Written request –
Rewrite all of the data below with every "dropping" replaced by "placing", changing nothing else. Leave the pictures out of your answer.

Input records –
----

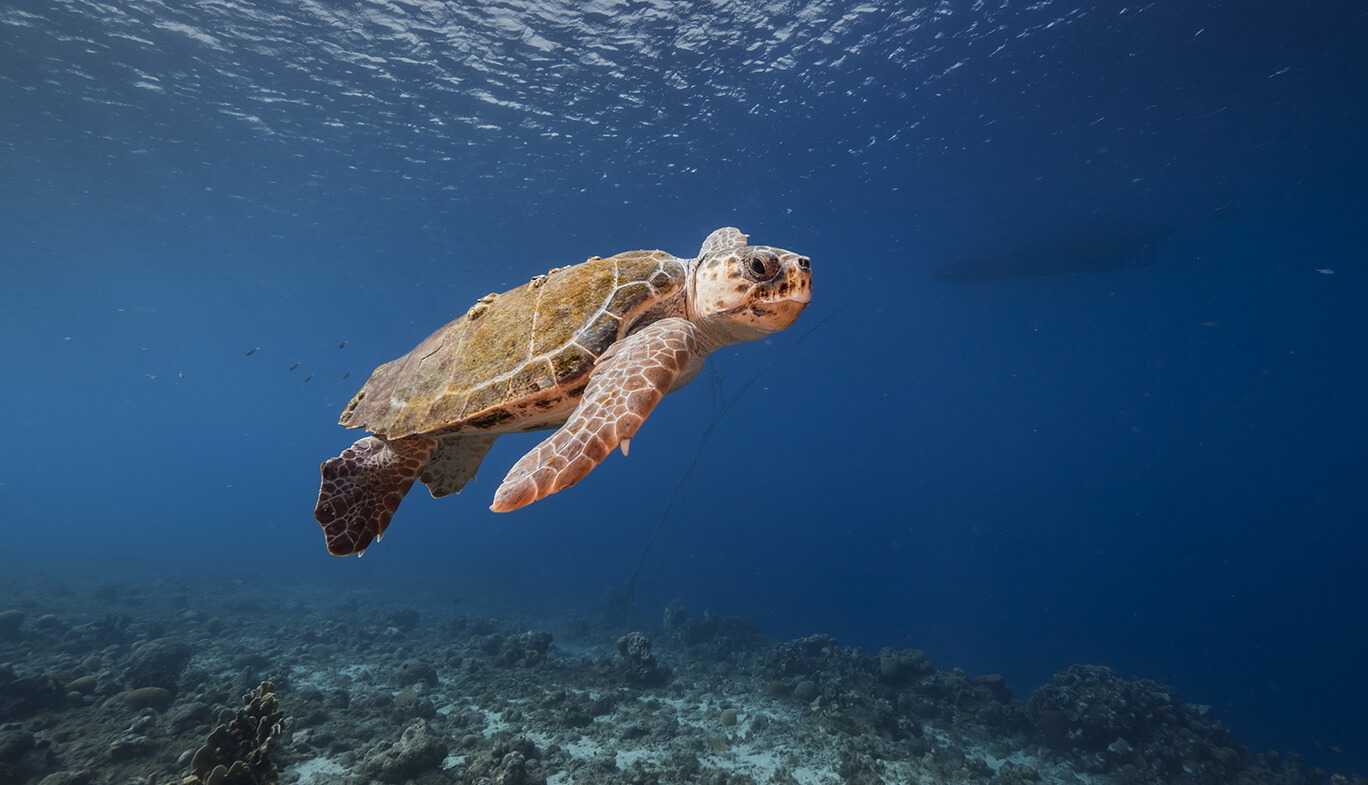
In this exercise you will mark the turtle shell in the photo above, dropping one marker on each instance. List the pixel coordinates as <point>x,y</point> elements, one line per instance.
<point>520,360</point>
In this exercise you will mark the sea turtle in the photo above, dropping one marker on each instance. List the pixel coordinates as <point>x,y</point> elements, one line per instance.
<point>587,349</point>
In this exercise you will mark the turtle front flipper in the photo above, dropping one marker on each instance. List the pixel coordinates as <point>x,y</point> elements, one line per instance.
<point>625,386</point>
<point>364,486</point>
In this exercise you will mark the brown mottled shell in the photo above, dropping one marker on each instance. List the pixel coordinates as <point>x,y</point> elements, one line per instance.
<point>519,361</point>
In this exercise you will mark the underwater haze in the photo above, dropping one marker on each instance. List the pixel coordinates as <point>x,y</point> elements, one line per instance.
<point>1081,380</point>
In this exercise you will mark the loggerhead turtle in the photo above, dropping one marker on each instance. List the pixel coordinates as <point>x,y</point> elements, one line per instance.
<point>587,349</point>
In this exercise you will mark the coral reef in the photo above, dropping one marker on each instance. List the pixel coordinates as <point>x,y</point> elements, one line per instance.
<point>639,665</point>
<point>238,752</point>
<point>389,694</point>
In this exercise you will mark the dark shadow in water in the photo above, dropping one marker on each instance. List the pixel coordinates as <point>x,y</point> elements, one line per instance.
<point>1093,246</point>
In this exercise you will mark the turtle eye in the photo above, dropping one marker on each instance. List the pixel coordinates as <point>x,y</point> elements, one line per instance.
<point>758,268</point>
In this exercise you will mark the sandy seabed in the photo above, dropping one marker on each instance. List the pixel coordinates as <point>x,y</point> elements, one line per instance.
<point>173,681</point>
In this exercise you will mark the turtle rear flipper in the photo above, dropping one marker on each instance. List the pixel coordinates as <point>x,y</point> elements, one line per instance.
<point>454,462</point>
<point>363,487</point>
<point>625,386</point>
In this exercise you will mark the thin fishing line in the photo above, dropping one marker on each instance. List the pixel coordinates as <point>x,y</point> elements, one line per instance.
<point>687,476</point>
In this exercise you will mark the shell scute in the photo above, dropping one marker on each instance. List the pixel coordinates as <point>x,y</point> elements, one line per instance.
<point>520,358</point>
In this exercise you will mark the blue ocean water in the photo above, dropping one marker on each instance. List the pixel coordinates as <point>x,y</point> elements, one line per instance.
<point>1081,380</point>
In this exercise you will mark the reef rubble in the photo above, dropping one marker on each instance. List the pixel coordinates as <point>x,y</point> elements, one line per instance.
<point>122,684</point>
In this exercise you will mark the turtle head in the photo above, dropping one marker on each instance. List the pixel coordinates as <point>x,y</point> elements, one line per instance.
<point>748,291</point>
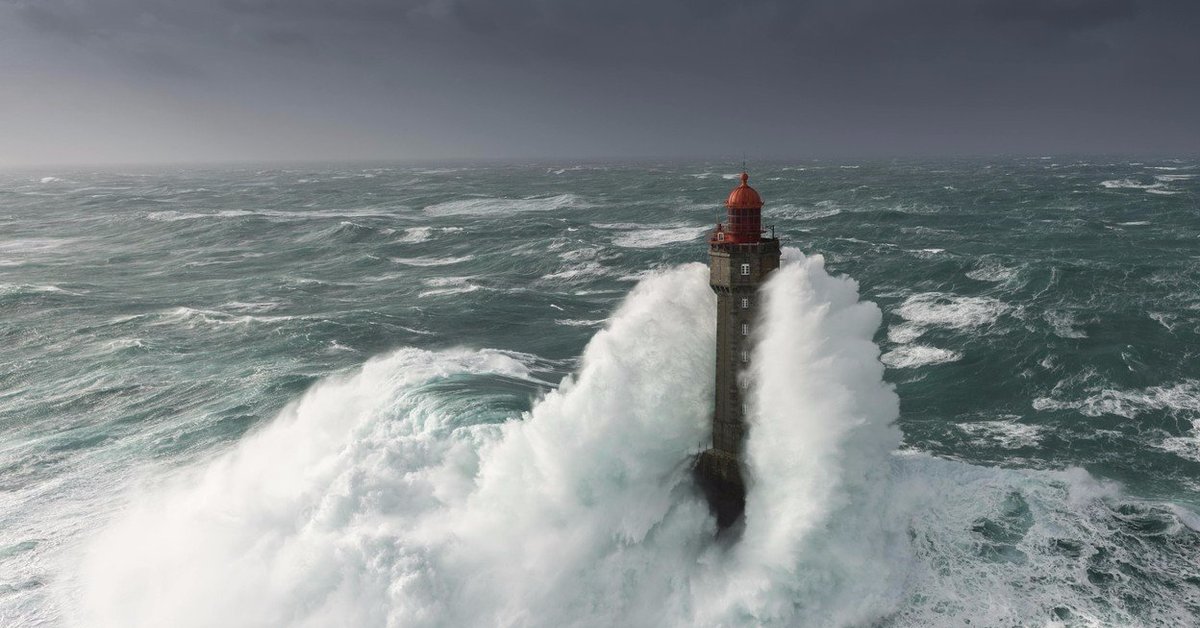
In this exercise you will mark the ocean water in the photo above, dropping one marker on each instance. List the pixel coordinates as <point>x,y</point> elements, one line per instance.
<point>467,395</point>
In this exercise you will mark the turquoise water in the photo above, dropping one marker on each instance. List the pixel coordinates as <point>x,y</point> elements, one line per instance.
<point>1038,320</point>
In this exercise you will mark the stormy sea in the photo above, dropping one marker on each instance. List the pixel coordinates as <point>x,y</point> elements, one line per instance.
<point>468,395</point>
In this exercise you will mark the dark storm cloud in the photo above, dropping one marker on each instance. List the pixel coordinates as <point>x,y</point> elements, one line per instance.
<point>573,77</point>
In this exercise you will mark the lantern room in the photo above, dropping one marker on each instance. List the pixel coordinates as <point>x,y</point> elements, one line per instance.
<point>744,219</point>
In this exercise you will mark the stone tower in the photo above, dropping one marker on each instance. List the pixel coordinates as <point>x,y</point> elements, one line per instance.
<point>739,259</point>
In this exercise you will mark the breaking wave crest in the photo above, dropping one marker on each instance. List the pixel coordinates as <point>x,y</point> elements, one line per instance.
<point>400,495</point>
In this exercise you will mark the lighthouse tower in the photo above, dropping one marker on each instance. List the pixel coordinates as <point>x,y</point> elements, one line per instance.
<point>739,259</point>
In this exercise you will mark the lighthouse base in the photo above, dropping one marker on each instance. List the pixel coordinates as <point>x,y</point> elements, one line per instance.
<point>719,476</point>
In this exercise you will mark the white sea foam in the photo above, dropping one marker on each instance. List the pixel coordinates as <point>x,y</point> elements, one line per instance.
<point>654,238</point>
<point>991,271</point>
<point>1007,434</point>
<point>576,271</point>
<point>432,261</point>
<point>1177,399</point>
<point>1131,184</point>
<point>375,501</point>
<point>579,322</point>
<point>939,309</point>
<point>823,209</point>
<point>1063,323</point>
<point>490,205</point>
<point>195,317</point>
<point>417,234</point>
<point>31,288</point>
<point>904,333</point>
<point>1187,447</point>
<point>447,286</point>
<point>910,356</point>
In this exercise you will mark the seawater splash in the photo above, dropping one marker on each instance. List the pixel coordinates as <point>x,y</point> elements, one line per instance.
<point>379,498</point>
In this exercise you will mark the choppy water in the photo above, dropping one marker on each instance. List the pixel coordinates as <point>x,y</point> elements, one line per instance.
<point>330,396</point>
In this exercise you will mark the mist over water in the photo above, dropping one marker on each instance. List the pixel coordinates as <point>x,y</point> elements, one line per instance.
<point>432,400</point>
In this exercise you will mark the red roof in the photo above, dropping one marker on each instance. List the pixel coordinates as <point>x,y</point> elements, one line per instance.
<point>743,196</point>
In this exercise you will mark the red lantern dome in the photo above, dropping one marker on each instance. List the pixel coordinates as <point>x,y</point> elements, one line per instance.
<point>744,223</point>
<point>743,196</point>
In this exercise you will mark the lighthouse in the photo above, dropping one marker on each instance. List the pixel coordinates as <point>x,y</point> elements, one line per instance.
<point>739,259</point>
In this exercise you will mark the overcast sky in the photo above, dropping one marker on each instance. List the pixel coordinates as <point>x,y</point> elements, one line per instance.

----

Expected answer –
In this exercise you will mark the turtle shell in the photo above, placing one marker on each instance. List the pixel coordinates as <point>x,y</point> elements, one line per instance.
<point>520,360</point>
In this exercise you will mark the sea turtle in the photo above, placing one marker on each instance. List the pixel coordinates as <point>x,y</point> elements, one line per instance.
<point>587,349</point>
In this exercise you will mark the turtle front flipper in the photo above, placing one marker on each instance. List the pixel coordinates as <point>x,y</point> elements, one line per instance.
<point>625,386</point>
<point>364,486</point>
In this exercise you will mark the brown mottled shell in the photo above, placing one marker on each instance. List the pixel coordinates as <point>x,y</point> elements, one line per instance.
<point>519,361</point>
In this exercise you will mark the underwater haze in the photo above, placing one marker on each instance. List the pixel coordinates as <point>x,y</point> elements, one line per instance.
<point>1081,380</point>
In this exercise you will mark the loggerhead turtle in the photo above, placing one marker on each instance. List the pixel coordinates as <point>x,y</point> elements, one line per instance.
<point>587,349</point>
In this exercise you will mark the coral reef in the photo above, placing one marker on each instance. List the pixel coordinates as <point>x,y</point> elements, one line per instance.
<point>639,665</point>
<point>238,752</point>
<point>389,694</point>
In this exercise you will mark the dark shadow in water in the photo above, placing one marker on each instance. List the pixel coordinates as <point>x,y</point> elements, one line per instance.
<point>1093,246</point>
In this exercise you will mark the turtle eye in the photo above, placing one marker on each instance. List the pixel coordinates as <point>x,y</point> elements, one line per instance.
<point>758,268</point>
In this exercise you will mark the sandy seabed in the photo above, placing one marker on each instance. List the pixel coordinates as <point>x,y</point> elements, one line per instance.
<point>173,681</point>
In this exercise you will mark the turtle rear flipper in the photo above, placing one marker on each instance. List the pixel coordinates as <point>x,y</point> elements, one line per instance.
<point>454,462</point>
<point>363,487</point>
<point>625,386</point>
In this exercise you will mark the thin fishing line in the photo above, placing one marker on each instance. List the pixel coordinates as <point>x,y</point> elements, one line per instance.
<point>687,476</point>
In this exercise you will mark the shell scute in the photo above, placing one marker on each instance. List the pixel coordinates as <point>x,y</point> elements, one line per instance.
<point>520,358</point>
In this exercise you will mark the blue ocean water in the photo above, placing one marker on each instance. List the pixel coordinates as <point>x,y</point> elements, one line per instance.
<point>1081,380</point>
In this exercise you will mark the reef rubble in the photo above, placing one marker on each instance. List the pixel coordinates as <point>x,y</point> elements, one line per instance.
<point>122,684</point>
In this exercise you will mark the turtle head in the photo above, placing one marker on each instance. List the pixel coordinates as <point>x,y</point> elements, one line per instance.
<point>748,291</point>
In this exercise you will mark the ocean water in the photo above, placing one marker on each instance. List the pixel coordinates as <point>x,y</point> elements, one line per instance.
<point>467,395</point>
In this exercise you will mark the turquoise water in the photo above, placing one marker on each instance. List the pixel coordinates as <point>x,y</point> elements, one line per instance.
<point>1038,320</point>
In this exercise you will mark the stormy sea in the photo above, placing one marker on each instance. List the pixel coordinates as <point>x,y</point> elements, one line per instance.
<point>468,395</point>
In this exercise you will mark the dark storm cloud in the photo above, placing one marker on each instance. List the pixel coordinates as <point>x,y</point> elements, one line per instance.
<point>573,77</point>
In this exercise you will mark the lantern room in the photo above, placing one marker on each instance. List the pixel coordinates as <point>x,y</point> elements, one line per instance.
<point>744,219</point>
In this exercise you will mark the stone tower in the photo above, placing one marker on each instance. List the pixel coordinates as <point>x,y</point> elements, one line per instance.
<point>739,259</point>
In this exercise you will mark the breaking wave crest in the photo above, placing one marker on each instance. List the pixel coordinates as <point>x,y</point> elements, one line per instance.
<point>400,495</point>
In this exercise you will mark the lighthouse tower in the photo above, placing one marker on each instance. List the pixel coordinates as <point>x,y</point> elements, one line per instance.
<point>739,259</point>
In this exercise you will mark the lighthouse base in the photo above, placing one marker on each instance. List the pixel coordinates as <point>x,y</point> elements, one line per instance.
<point>719,476</point>
In this exercise you will mark the white sea foam in the photo above, placing one marker on each instance. List the pixel coordinates as <point>x,y</point> elements, one line per instance.
<point>654,238</point>
<point>991,271</point>
<point>1007,434</point>
<point>576,271</point>
<point>432,261</point>
<point>1177,399</point>
<point>1131,184</point>
<point>375,501</point>
<point>579,322</point>
<point>939,309</point>
<point>823,209</point>
<point>1063,323</point>
<point>490,205</point>
<point>195,317</point>
<point>417,234</point>
<point>31,288</point>
<point>904,333</point>
<point>1187,447</point>
<point>447,286</point>
<point>910,356</point>
In this exercise you will mark the seawater splash in the photo above, placing one marker on each instance. List the pixel coordinates as <point>x,y</point> elements, one line per instance.
<point>379,498</point>
In this exercise you will mark the choppy water in the photo above, placing one marker on each instance. List the pixel coordinates as <point>x,y</point> elements, one line per instance.
<point>330,396</point>
In this exercise you will mark the mist over water in the photo above, placing one marker on each instance. List the pixel coordinates as <point>x,y</point> elements, one line per instance.
<point>432,400</point>
In this exercise you will mark the red roof in the photo above, placing one marker on each instance. List the pixel coordinates as <point>x,y</point> elements, one line per instance.
<point>743,196</point>
In this exercise you will mark the red lantern dome in the photo above, placing one marker on each instance. List the pixel coordinates as <point>x,y</point> elements, one line per instance.
<point>744,223</point>
<point>743,196</point>
In this exercise you will mark the lighthouse in the photo above, placing one marker on each instance. List the pixel coordinates as <point>x,y</point> elements, one line per instance.
<point>739,259</point>
In this exercise you will mark the overcast sky in the photo above, placing one marker on each instance. List the pixel coordinates as <point>x,y</point> elements, one line per instance.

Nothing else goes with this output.